■ TASK GOAL: Transcribe, word for word and without additions, each line below from the one containing "the bare tree" through the one containing "x=1048, y=102", both ends included.

■ EXTRACTED RECORDS:

================================

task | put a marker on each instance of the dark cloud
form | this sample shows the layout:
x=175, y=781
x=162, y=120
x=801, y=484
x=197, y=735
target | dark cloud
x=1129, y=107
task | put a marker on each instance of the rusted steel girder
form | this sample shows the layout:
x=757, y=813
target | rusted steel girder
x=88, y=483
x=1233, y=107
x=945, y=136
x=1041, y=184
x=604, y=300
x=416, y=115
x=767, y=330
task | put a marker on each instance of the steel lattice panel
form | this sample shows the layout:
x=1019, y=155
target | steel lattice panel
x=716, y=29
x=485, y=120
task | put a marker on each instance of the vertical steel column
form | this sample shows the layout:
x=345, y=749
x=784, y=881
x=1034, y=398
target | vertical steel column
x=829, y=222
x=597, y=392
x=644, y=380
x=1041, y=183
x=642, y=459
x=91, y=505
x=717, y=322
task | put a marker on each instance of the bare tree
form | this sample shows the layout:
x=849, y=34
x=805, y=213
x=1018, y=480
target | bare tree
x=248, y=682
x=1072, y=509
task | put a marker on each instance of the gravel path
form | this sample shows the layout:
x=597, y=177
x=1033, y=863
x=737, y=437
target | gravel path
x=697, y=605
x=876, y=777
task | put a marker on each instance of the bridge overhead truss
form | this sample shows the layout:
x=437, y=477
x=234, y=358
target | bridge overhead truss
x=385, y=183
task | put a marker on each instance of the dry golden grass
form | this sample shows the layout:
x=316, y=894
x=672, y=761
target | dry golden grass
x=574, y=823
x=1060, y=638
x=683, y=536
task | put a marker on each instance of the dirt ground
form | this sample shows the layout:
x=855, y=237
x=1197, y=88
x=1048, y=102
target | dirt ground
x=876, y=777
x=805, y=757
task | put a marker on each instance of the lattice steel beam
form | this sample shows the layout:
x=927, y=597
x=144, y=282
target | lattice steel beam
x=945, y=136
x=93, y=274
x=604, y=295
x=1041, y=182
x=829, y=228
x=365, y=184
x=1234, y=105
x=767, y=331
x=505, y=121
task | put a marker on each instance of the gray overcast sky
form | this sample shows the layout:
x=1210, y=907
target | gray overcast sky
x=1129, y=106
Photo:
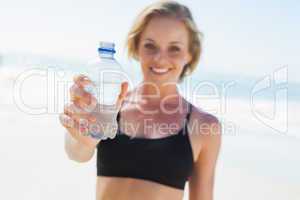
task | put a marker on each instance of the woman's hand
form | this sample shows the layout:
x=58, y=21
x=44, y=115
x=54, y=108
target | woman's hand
x=84, y=110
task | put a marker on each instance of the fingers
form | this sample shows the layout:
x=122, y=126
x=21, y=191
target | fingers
x=74, y=128
x=82, y=99
x=77, y=113
x=82, y=80
x=80, y=96
x=122, y=95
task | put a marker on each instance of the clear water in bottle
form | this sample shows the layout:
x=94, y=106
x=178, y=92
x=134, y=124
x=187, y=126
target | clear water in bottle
x=107, y=76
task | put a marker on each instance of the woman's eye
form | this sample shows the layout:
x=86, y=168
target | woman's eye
x=150, y=46
x=174, y=49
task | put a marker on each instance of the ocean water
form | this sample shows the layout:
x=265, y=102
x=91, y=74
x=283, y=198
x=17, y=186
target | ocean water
x=260, y=147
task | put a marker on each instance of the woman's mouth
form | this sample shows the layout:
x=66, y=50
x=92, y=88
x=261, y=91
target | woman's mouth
x=159, y=71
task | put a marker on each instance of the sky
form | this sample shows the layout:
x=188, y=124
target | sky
x=250, y=37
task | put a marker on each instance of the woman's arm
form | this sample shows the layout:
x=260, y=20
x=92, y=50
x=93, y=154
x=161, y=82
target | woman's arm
x=201, y=183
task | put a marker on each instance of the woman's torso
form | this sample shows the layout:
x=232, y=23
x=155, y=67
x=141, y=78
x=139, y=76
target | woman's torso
x=145, y=122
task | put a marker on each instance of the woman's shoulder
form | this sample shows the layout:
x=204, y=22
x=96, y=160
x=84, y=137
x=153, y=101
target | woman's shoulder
x=203, y=123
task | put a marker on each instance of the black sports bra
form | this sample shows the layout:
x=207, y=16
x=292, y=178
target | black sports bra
x=168, y=160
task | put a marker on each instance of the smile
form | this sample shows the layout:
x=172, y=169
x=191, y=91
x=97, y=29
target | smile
x=159, y=71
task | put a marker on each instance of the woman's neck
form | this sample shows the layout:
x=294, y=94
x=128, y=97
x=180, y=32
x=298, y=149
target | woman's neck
x=156, y=93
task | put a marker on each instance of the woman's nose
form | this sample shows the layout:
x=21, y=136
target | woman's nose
x=161, y=58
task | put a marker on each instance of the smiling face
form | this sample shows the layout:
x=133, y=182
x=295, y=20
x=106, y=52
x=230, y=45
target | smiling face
x=163, y=50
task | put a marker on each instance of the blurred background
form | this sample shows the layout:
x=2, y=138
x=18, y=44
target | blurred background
x=247, y=76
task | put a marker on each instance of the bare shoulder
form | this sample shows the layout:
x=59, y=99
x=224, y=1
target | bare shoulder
x=204, y=127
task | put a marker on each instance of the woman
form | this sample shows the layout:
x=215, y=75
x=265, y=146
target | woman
x=168, y=141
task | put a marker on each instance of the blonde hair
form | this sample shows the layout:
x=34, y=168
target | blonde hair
x=167, y=9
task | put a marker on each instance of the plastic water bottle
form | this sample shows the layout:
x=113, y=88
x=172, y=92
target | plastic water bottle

================================

■ WRITTEN RESPONSE:
task | put a marker on each instance of the bare tree
form | this sample shows the layout:
x=849, y=34
x=805, y=213
x=1018, y=480
target | bare tree
x=248, y=682
x=1072, y=509
task | put a marker on each instance of the gravel path
form | this sample shows the layout:
x=597, y=177
x=1033, y=863
x=737, y=437
target | gravel path
x=697, y=605
x=876, y=777
task | put a marker on each instance of the bridge overhead truss
form | this sample shows the layout:
x=437, y=477
x=234, y=358
target | bridge overhead truss
x=385, y=183
task | put a marker on each instance of the dry golden grass
form | this sample shows the layout:
x=316, y=894
x=672, y=761
target | dry golden grass
x=574, y=823
x=1060, y=638
x=683, y=536
task | put a marker on each instance of the dirt ground
form | this sample shows the layout:
x=855, y=237
x=1197, y=88
x=1048, y=102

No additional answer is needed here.